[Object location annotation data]
------------------------------------------------------------

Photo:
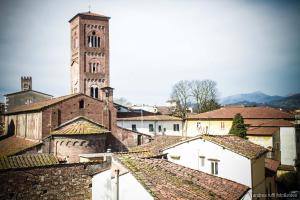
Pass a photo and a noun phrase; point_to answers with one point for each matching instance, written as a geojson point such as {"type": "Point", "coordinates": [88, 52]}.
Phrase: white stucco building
{"type": "Point", "coordinates": [153, 124]}
{"type": "Point", "coordinates": [229, 157]}
{"type": "Point", "coordinates": [131, 177]}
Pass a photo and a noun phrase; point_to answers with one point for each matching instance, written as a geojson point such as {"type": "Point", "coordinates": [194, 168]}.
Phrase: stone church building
{"type": "Point", "coordinates": [85, 120]}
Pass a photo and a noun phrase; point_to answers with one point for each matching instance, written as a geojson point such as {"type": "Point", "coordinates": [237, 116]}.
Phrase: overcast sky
{"type": "Point", "coordinates": [245, 46]}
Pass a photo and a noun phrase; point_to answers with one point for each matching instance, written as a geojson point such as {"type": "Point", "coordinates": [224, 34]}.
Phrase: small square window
{"type": "Point", "coordinates": [175, 127]}
{"type": "Point", "coordinates": [151, 128]}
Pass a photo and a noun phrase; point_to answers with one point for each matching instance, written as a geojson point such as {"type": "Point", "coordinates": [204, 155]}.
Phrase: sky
{"type": "Point", "coordinates": [244, 46]}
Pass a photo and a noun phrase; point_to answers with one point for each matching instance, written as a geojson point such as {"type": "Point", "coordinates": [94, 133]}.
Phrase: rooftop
{"type": "Point", "coordinates": [269, 122]}
{"type": "Point", "coordinates": [27, 160]}
{"type": "Point", "coordinates": [154, 147]}
{"type": "Point", "coordinates": [238, 145]}
{"type": "Point", "coordinates": [246, 112]}
{"type": "Point", "coordinates": [262, 131]}
{"type": "Point", "coordinates": [13, 145]}
{"type": "Point", "coordinates": [233, 143]}
{"type": "Point", "coordinates": [151, 118]}
{"type": "Point", "coordinates": [41, 104]}
{"type": "Point", "coordinates": [26, 91]}
{"type": "Point", "coordinates": [165, 180]}
{"type": "Point", "coordinates": [79, 125]}
{"type": "Point", "coordinates": [90, 14]}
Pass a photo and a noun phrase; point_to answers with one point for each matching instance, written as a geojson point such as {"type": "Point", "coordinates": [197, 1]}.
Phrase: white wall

------------------------------------------------------------

= Directive =
Write out the whole listing again, exactly, with no pictures.

= Answer =
Photo:
Pass a photo and a noun phrase; point_to answers with one point for each matching instance, written as a geojson point such as {"type": "Point", "coordinates": [88, 52]}.
Phrase: white stucco building
{"type": "Point", "coordinates": [153, 124]}
{"type": "Point", "coordinates": [229, 157]}
{"type": "Point", "coordinates": [131, 177]}
Pass a photo and a noun phrase; point_to answers with one point for each matching instance, written as a geojson point such as {"type": "Point", "coordinates": [194, 168]}.
Phrase: stone church building
{"type": "Point", "coordinates": [85, 120]}
Pass a photo and a noun phrase; point_to answers with one point for each matching instance, written as a geojson point such as {"type": "Point", "coordinates": [237, 116]}.
Phrase: overcast sky
{"type": "Point", "coordinates": [245, 46]}
Pass a photo and a noun phrase; point_to answers with one point for each matching instance, written as a geojson point such as {"type": "Point", "coordinates": [224, 34]}.
Phrase: small square window
{"type": "Point", "coordinates": [175, 127]}
{"type": "Point", "coordinates": [151, 128]}
Pass a photo and a noun phrase; point_to answers with one point for each matching instance, written as a geojson point such as {"type": "Point", "coordinates": [204, 155]}.
Phrase: sky
{"type": "Point", "coordinates": [244, 46]}
Pass a photo and a noun phrase; point_to answers with one point for each matching instance, written as a geojson point such as {"type": "Point", "coordinates": [94, 133]}.
Phrase: rooftop
{"type": "Point", "coordinates": [269, 122]}
{"type": "Point", "coordinates": [27, 160]}
{"type": "Point", "coordinates": [154, 147]}
{"type": "Point", "coordinates": [238, 145]}
{"type": "Point", "coordinates": [246, 112]}
{"type": "Point", "coordinates": [262, 131]}
{"type": "Point", "coordinates": [13, 145]}
{"type": "Point", "coordinates": [233, 143]}
{"type": "Point", "coordinates": [151, 118]}
{"type": "Point", "coordinates": [41, 104]}
{"type": "Point", "coordinates": [26, 91]}
{"type": "Point", "coordinates": [165, 180]}
{"type": "Point", "coordinates": [79, 125]}
{"type": "Point", "coordinates": [90, 14]}
Pass a photo and a noun phrase; point_to answers with one point for each matching instance, written as a geojson point such as {"type": "Point", "coordinates": [197, 1]}.
Phrase: white wall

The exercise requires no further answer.